* DIRECTIONS
Omit every picture. Return all other data as it stands.

--- GIVEN DATA ---

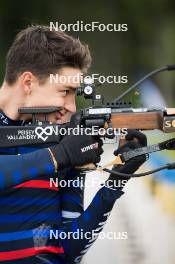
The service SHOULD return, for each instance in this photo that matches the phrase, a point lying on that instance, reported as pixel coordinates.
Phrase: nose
(70, 105)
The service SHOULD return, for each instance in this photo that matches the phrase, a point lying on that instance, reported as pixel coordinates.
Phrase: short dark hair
(41, 51)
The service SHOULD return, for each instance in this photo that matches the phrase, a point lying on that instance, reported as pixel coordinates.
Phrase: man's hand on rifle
(77, 150)
(134, 140)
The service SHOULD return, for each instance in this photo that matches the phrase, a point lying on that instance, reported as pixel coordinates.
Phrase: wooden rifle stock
(164, 121)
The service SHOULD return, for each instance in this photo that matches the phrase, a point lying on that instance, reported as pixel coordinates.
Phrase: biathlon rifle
(115, 115)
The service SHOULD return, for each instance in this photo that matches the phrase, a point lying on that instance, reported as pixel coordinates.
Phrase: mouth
(59, 117)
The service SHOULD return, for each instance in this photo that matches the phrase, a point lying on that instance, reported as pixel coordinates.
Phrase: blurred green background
(148, 44)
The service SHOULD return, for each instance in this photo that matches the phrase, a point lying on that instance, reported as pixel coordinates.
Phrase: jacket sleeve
(16, 169)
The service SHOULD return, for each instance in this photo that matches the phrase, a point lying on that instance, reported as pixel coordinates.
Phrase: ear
(27, 80)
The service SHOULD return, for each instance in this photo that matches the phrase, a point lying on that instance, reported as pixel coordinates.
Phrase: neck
(10, 101)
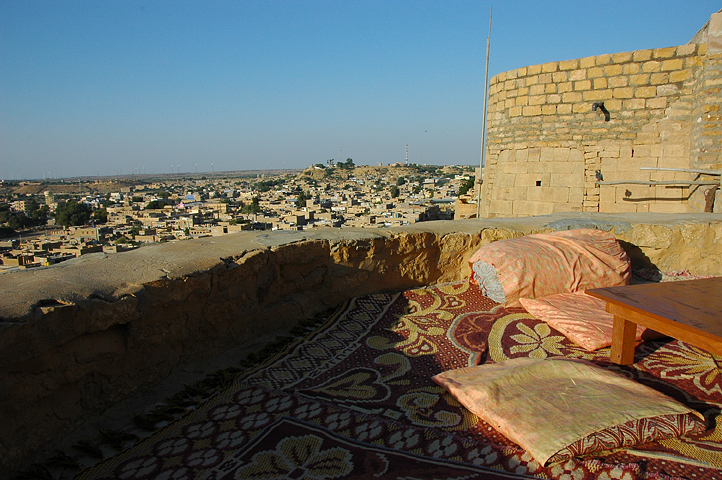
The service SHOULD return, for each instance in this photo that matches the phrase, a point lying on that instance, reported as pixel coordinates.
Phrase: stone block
(669, 207)
(534, 154)
(641, 55)
(566, 179)
(521, 155)
(613, 207)
(680, 75)
(607, 194)
(559, 77)
(623, 92)
(576, 195)
(537, 89)
(603, 59)
(509, 193)
(593, 95)
(665, 192)
(634, 104)
(667, 90)
(561, 155)
(600, 83)
(667, 52)
(659, 78)
(691, 62)
(619, 81)
(613, 105)
(651, 66)
(584, 108)
(582, 85)
(549, 67)
(672, 64)
(513, 168)
(568, 64)
(571, 97)
(669, 161)
(644, 92)
(546, 154)
(622, 57)
(611, 70)
(687, 49)
(631, 68)
(576, 75)
(525, 207)
(639, 79)
(537, 99)
(500, 207)
(525, 180)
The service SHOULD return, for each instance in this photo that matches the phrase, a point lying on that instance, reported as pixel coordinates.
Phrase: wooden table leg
(623, 341)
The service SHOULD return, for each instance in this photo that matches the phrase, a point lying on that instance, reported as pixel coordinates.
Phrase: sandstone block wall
(547, 147)
(80, 336)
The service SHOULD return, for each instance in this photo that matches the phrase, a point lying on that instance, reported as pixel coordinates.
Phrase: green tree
(466, 186)
(72, 213)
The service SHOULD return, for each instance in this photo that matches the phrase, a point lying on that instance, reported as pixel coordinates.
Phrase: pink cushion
(581, 318)
(560, 407)
(539, 265)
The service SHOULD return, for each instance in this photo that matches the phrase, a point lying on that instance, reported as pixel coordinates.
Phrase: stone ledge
(83, 335)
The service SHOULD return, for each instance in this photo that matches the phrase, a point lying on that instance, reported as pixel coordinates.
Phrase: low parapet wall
(80, 336)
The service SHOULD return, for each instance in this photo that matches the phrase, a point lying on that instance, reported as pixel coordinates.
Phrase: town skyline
(165, 87)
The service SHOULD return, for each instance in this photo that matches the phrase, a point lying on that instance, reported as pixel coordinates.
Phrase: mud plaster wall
(81, 336)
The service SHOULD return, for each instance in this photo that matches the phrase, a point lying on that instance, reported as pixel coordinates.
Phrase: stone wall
(547, 148)
(80, 336)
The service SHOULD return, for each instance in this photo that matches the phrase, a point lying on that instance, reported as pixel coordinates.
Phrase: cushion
(558, 407)
(545, 264)
(581, 318)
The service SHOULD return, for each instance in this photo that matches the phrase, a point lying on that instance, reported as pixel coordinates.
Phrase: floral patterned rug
(355, 399)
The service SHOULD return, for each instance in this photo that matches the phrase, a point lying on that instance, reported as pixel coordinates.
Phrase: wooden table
(689, 310)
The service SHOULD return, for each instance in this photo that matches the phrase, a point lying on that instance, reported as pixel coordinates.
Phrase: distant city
(46, 222)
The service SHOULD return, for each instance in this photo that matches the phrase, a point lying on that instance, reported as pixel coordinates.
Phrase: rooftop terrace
(82, 336)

---

* EXERCISE OUTPUT
The service SHOULD return, for each instance in this photo that matches the phrase, a point lying on that instance, reported as pixel coordinates.
Phrase: nose
(70, 105)
The service SHOULD return, for each instance in this photo that matches the phrase, a point lying on that instance, reported as pixel coordinates.
Phrase: short dark hair
(41, 51)
The service SHOULD return, for each instance in this photo that matches the phrase, a point lying on that instance, reported as pixel coordinates.
Phrase: man's hand on rifle
(77, 150)
(134, 140)
The service SHOULD return, for each instance in this photo that matches the phrase, a point lying on that instance, reported as pixel coordinates.
Phrase: wooden rifle stock
(164, 121)
The service SHOULD return, for each instance in this photo that matches the phrase, a point lying on that instance, reported as pixel coordinates.
Phrase: biathlon rifle
(115, 115)
The service SHOULD return, for each instance in this photo that matches the phrase, a point lying on that instance, reported as pixel coordinates.
Phrase: mouth
(59, 117)
The service SHOULD return, for each instance in this photo that matches the phrase, a point lying on that instance, reported as pixel coordinates.
Phrase: blurred green background
(148, 44)
The service SHOULD return, for each instance in this photo that matches the phrase, a point lying on that instance, reported as pixel coordinates.
Phrase: jacket sleeve
(16, 169)
The service SHOULD return, for each instance in this photo that matches the phrase, a point lying on that instance, reported as pixel coordinates.
Phrase: ear
(27, 80)
The service SHOULD return, for each instance in this photo that matches the phrase, a point lying on that instance, reported as pixel coordinates.
Phrase: neck
(10, 101)
The service SHOULD return, for each instance in this photo that matches the phrase, a point lying on that instance, reported as pixel coordinates.
Phrase: stone block
(669, 207)
(534, 154)
(641, 55)
(566, 179)
(521, 155)
(613, 207)
(680, 75)
(607, 194)
(559, 77)
(623, 92)
(576, 195)
(537, 89)
(603, 59)
(509, 193)
(593, 95)
(665, 192)
(634, 104)
(667, 90)
(561, 155)
(600, 83)
(667, 52)
(659, 78)
(691, 62)
(619, 81)
(613, 105)
(651, 66)
(584, 108)
(582, 85)
(549, 67)
(672, 64)
(513, 168)
(568, 64)
(571, 97)
(669, 161)
(644, 92)
(546, 154)
(622, 57)
(611, 70)
(687, 49)
(631, 68)
(576, 75)
(525, 207)
(639, 79)
(537, 99)
(500, 207)
(525, 180)
The service SHOULD return, for each instance in this photo that matches the phrase, a point lying on that instance, reported as pixel coordinates.
Phrase: wooden table leg
(623, 341)
The service SHOULD return, for each instance in this photo that matches the phrase, a point lying on that instance, reported as pixel coordinates.
Phrase: sandstone block wall
(547, 147)
(80, 336)
The service SHOULD return, for each instance in this photo that matches the phrase, a point lying on that instance, reported as pixel coordinates.
Phrase: green tree
(466, 186)
(72, 213)
The service SHOULD return, for each instance in this photo that matches the phrase, a point lying on that instance, reported as pixel coordinates.
Phrase: pink cushion
(581, 318)
(560, 407)
(539, 265)
The service SHOULD return, for each instance in this photo that matches the phrase, a point lying on that instance, reported as pixel coordinates.
Phrase: stone ledge
(83, 335)
The service SHOULD return, for each instance in this photo that matches the phrase, a point lying on that instance, reported as pixel coordinates.
Phrase: low parapet wall
(80, 336)
The service SHOULD return, for each instance in this photo that matches the phrase, a point lying on that instance, reported as pixel coordinates.
Phrase: town skyline
(165, 87)
The service SHOULD return, for each instance in this photo that matches the phrase, a point lying on that instance, reported as pixel coordinates.
Phrase: mud plaster wall
(81, 336)
The service SHOULD return, for each instance in this photo that matches the phrase, a point lying on that instance, reported as pixel coordinates.
Phrase: stone wall
(547, 148)
(80, 336)
The service SHOULD return, for each instance in this photo that matches the phrase, a point lying on that instance, reported as pixel coordinates.
Phrase: cushion
(558, 407)
(545, 264)
(581, 318)
The service SHOULD return, for each instance in this photo that matches the phrase, a point lying on that instance, reported as pixel coordinates.
Phrase: floral patterned rug
(355, 399)
The service SHOULD return, for each instance in this photo that matches the phrase, a point lying on that instance, reported as pixel coordinates.
Phrase: wooden table
(689, 310)
The service SHOULD return, for each instance in this photo that matches the phrase, a point lying on that instance, reported as pixel coordinates.
Phrase: distant city
(46, 222)
The service SHOULD return, for each instance in this photo that matches the phrase, a point lying on that instance, reported as pixel coordinates.
Phrase: rooftop terrace
(82, 336)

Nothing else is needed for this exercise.